Set down all of the entries word for word, omitting the images they contain.

= = =

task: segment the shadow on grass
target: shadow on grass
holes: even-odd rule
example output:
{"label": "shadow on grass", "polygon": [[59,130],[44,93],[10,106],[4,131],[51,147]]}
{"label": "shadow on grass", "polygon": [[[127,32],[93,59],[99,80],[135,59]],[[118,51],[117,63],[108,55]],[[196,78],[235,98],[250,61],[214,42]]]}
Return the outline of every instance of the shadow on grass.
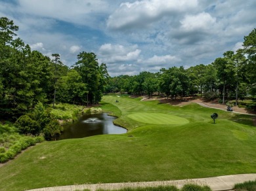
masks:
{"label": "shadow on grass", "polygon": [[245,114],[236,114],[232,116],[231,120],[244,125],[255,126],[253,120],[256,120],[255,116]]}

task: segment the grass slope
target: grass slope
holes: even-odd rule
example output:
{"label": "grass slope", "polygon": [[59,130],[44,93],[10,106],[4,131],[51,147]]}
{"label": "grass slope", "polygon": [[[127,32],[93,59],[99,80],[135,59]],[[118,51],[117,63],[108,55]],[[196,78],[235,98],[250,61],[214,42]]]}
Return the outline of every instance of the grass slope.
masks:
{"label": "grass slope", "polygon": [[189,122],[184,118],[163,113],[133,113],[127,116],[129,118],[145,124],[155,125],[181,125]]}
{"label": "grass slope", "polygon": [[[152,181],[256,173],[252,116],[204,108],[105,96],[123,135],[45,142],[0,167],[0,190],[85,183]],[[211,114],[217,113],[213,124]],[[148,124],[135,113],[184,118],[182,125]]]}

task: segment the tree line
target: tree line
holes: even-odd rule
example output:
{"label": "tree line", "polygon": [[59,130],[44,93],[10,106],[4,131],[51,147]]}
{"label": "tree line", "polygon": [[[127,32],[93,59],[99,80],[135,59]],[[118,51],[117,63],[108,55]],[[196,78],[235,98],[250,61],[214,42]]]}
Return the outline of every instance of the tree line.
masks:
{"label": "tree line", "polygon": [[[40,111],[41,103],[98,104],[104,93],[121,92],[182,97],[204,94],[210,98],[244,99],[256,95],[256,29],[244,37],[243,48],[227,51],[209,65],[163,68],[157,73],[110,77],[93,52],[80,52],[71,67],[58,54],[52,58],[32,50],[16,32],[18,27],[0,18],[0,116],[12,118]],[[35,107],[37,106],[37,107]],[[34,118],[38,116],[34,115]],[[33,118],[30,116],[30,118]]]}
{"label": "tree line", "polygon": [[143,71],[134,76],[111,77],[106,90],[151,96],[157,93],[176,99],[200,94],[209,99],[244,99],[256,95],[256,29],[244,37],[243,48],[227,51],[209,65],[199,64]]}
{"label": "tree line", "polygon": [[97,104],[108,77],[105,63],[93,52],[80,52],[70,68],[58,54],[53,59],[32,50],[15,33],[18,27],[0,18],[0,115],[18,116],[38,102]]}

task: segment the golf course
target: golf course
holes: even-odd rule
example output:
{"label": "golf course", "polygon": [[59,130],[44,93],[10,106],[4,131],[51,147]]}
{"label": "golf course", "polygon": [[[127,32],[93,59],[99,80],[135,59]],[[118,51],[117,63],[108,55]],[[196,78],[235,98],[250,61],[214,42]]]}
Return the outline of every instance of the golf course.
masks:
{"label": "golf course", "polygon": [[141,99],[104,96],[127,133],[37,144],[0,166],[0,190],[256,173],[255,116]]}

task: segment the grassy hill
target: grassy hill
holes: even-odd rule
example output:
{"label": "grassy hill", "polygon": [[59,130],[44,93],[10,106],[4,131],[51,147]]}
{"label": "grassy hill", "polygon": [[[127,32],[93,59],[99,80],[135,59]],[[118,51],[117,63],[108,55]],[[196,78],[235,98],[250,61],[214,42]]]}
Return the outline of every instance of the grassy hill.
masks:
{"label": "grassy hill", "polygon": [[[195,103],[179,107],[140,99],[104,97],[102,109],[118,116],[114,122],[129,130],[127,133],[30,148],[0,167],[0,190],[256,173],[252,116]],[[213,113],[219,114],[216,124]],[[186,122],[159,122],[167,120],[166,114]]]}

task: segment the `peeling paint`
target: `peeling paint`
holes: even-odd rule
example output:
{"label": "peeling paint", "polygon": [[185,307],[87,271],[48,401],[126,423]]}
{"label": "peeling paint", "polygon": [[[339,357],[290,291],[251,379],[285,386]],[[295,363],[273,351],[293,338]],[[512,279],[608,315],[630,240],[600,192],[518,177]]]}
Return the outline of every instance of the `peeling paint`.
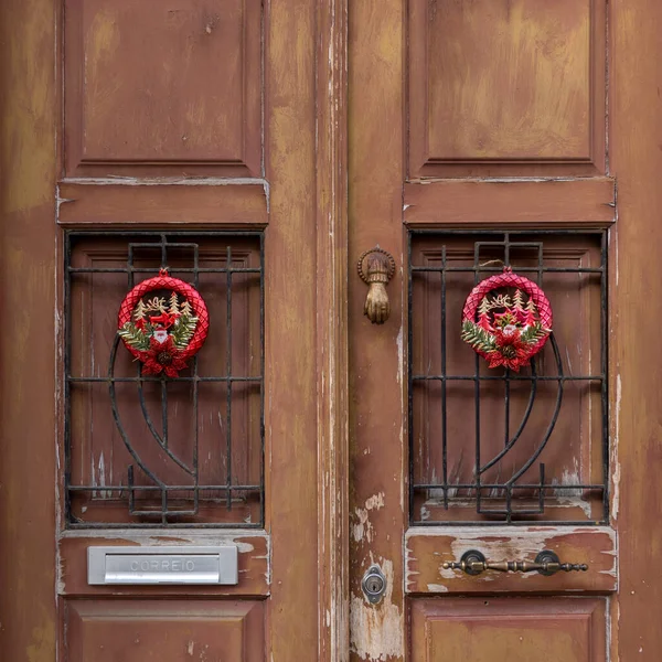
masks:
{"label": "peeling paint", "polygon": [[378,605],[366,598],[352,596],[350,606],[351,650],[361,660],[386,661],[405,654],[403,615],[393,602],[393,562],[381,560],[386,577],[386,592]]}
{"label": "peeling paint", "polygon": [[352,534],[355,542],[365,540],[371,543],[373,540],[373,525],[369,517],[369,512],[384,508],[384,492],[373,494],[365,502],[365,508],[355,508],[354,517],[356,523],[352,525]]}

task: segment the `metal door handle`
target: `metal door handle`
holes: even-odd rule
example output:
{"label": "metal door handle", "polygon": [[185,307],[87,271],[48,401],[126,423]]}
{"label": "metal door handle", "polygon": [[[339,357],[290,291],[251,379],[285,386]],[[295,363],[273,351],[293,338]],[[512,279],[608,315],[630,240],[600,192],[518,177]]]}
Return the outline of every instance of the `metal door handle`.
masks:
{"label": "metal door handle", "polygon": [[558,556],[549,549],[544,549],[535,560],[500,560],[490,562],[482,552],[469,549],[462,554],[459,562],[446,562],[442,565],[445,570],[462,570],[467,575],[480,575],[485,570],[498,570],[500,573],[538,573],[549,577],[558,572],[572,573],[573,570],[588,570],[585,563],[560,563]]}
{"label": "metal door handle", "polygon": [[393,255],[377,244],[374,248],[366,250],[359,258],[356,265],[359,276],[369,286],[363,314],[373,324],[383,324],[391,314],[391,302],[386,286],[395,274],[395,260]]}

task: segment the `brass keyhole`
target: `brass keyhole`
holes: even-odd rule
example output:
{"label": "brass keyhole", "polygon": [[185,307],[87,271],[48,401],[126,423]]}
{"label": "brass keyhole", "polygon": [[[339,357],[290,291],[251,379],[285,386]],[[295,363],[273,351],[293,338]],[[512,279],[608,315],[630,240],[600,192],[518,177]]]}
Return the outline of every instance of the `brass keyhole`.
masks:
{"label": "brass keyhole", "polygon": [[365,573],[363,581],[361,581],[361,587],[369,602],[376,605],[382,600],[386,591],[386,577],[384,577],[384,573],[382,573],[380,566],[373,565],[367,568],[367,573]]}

= = =

## [Response]
task: segment the shadow on grass
target: shadow on grass
holes: even-odd rule
example output:
{"label": "shadow on grass", "polygon": [[59,130],[44,93],[10,106],[4,131],[51,147]]}
{"label": "shadow on grass", "polygon": [[[127,32],[93,59],[99,80],[135,59]],[[118,51],[117,63],[108,55]],[[196,78],[235,98],[250,61],[214,42]]]}
Return the outline of every instance of the shadow on grass.
masks:
{"label": "shadow on grass", "polygon": [[245,114],[236,114],[232,116],[231,120],[244,125],[255,126],[253,120],[256,120],[255,116]]}

task: segment the grass slope
target: grass slope
holes: even-odd rule
example output:
{"label": "grass slope", "polygon": [[59,130],[44,93],[10,106],[4,131],[51,147]]}
{"label": "grass slope", "polygon": [[[127,32],[93,59],[99,80],[135,59]],[[118,51],[117,63],[108,55]],[[196,78],[235,98],[250,61],[214,42]]]}
Return the outline of every instance of the grass slope.
masks:
{"label": "grass slope", "polygon": [[189,122],[184,118],[163,113],[133,113],[127,116],[129,118],[145,124],[155,125],[181,125]]}
{"label": "grass slope", "polygon": [[[152,181],[256,173],[252,116],[204,108],[105,96],[123,135],[45,142],[0,167],[0,190],[85,183]],[[211,114],[217,113],[213,124]],[[148,124],[135,113],[184,118],[182,125]]]}

task: segment the tree line
target: tree line
holes: even-odd rule
example output:
{"label": "tree line", "polygon": [[59,130],[44,93],[10,106],[4,131],[51,147]]}
{"label": "tree line", "polygon": [[[127,32],[93,59],[99,80],[135,59]],[[118,51],[117,63],[108,55]],[[196,78],[235,98],[250,61],[214,42]]]}
Return the outline of every instance of the tree line.
masks:
{"label": "tree line", "polygon": [[[40,111],[41,103],[98,104],[104,93],[121,92],[182,97],[204,94],[210,98],[244,99],[256,95],[256,29],[244,37],[243,48],[227,51],[209,65],[163,68],[157,73],[110,77],[93,52],[80,52],[71,67],[58,54],[52,58],[32,50],[16,32],[18,27],[0,18],[0,116],[12,118]],[[35,107],[37,106],[37,107]],[[34,118],[38,116],[34,115]],[[33,118],[30,116],[30,118]]]}
{"label": "tree line", "polygon": [[143,71],[134,76],[111,77],[106,90],[151,96],[157,93],[176,99],[200,94],[209,99],[244,99],[256,95],[256,29],[244,37],[243,48],[227,51],[209,65],[199,64]]}
{"label": "tree line", "polygon": [[97,104],[108,77],[105,63],[93,52],[80,52],[70,68],[58,54],[53,59],[32,50],[15,33],[18,27],[0,18],[0,115],[18,116],[38,102]]}

task: segment the golf course
target: golf course
holes: even-odd rule
example output:
{"label": "golf course", "polygon": [[59,130],[44,93],[10,106],[4,131],[51,147]]}
{"label": "golf course", "polygon": [[[127,32],[93,59],[99,80],[135,59]],[[118,51],[117,63],[108,55]],[[196,78],[235,98],[250,61],[214,42]]]}
Return the outline of every instance of the golf course.
masks:
{"label": "golf course", "polygon": [[141,99],[104,96],[127,133],[37,144],[0,166],[0,190],[256,173],[255,116]]}

task: segment the grassy hill
target: grassy hill
holes: even-odd rule
example output:
{"label": "grassy hill", "polygon": [[59,130],[44,93],[10,106],[4,131],[51,147]]}
{"label": "grassy hill", "polygon": [[[127,32],[93,59],[99,80],[135,59]],[[118,51],[117,63],[108,55]],[[196,78],[235,98],[250,61],[214,42]]]}
Return the outline of every instance of the grassy hill.
masks:
{"label": "grassy hill", "polygon": [[[195,103],[179,107],[140,99],[104,97],[102,109],[118,116],[114,122],[129,130],[127,133],[30,148],[0,167],[0,190],[256,173],[252,116]],[[213,113],[219,114],[216,124]],[[186,122],[159,122],[167,120],[166,114]]]}

task: segment the `peeling paint`
target: `peeling paint`
holes: even-odd rule
example output:
{"label": "peeling paint", "polygon": [[185,307],[87,271],[48,401],[126,423]]}
{"label": "peeling paint", "polygon": [[[339,357],[290,291],[251,379],[285,386]],[[295,363],[273,351],[293,338]],[[512,279],[608,315],[630,240],[600,192],[518,177]]]}
Return the outline of every instance of the `peeling paint`.
masks:
{"label": "peeling paint", "polygon": [[378,605],[366,598],[352,596],[350,606],[351,650],[361,660],[386,661],[405,654],[403,615],[393,602],[393,562],[381,560],[386,577],[386,592]]}
{"label": "peeling paint", "polygon": [[352,534],[355,542],[365,540],[371,543],[373,540],[373,525],[369,517],[369,512],[384,508],[384,492],[373,494],[365,502],[365,508],[355,508],[354,517],[356,523],[352,525]]}

task: segment the `metal door handle`
target: `metal door handle`
holes: even-odd rule
example output:
{"label": "metal door handle", "polygon": [[185,307],[87,271],[48,401],[126,423]]}
{"label": "metal door handle", "polygon": [[[339,357],[290,291],[251,379],[285,386]],[[295,363],[273,351],[293,338]],[[512,279],[608,315],[630,240],[600,192],[518,177]]]}
Return the outline of every instance of the `metal door handle`.
masks:
{"label": "metal door handle", "polygon": [[558,556],[549,549],[544,549],[535,560],[500,560],[490,562],[482,552],[469,549],[462,554],[459,562],[446,562],[442,565],[445,570],[462,570],[467,575],[480,575],[485,570],[498,570],[500,573],[538,573],[549,577],[558,572],[572,573],[573,570],[588,570],[585,563],[560,563]]}
{"label": "metal door handle", "polygon": [[393,255],[377,244],[374,248],[366,250],[359,258],[356,265],[359,276],[369,286],[363,314],[373,324],[383,324],[391,314],[391,302],[386,286],[395,274],[395,260]]}

task: segment the `brass keyhole`
target: `brass keyhole`
holes: even-odd rule
example output:
{"label": "brass keyhole", "polygon": [[185,307],[87,271],[48,401],[126,423]]}
{"label": "brass keyhole", "polygon": [[[339,357],[290,291],[251,379],[285,386]],[[295,363],[273,351],[293,338]],[[512,279],[608,315],[630,240],[600,192],[518,177]]]}
Return the outline of every instance of the `brass keyhole`.
masks:
{"label": "brass keyhole", "polygon": [[365,573],[363,581],[361,581],[361,587],[369,602],[376,605],[382,600],[386,591],[386,577],[384,577],[384,573],[382,573],[380,566],[373,565],[367,568],[367,573]]}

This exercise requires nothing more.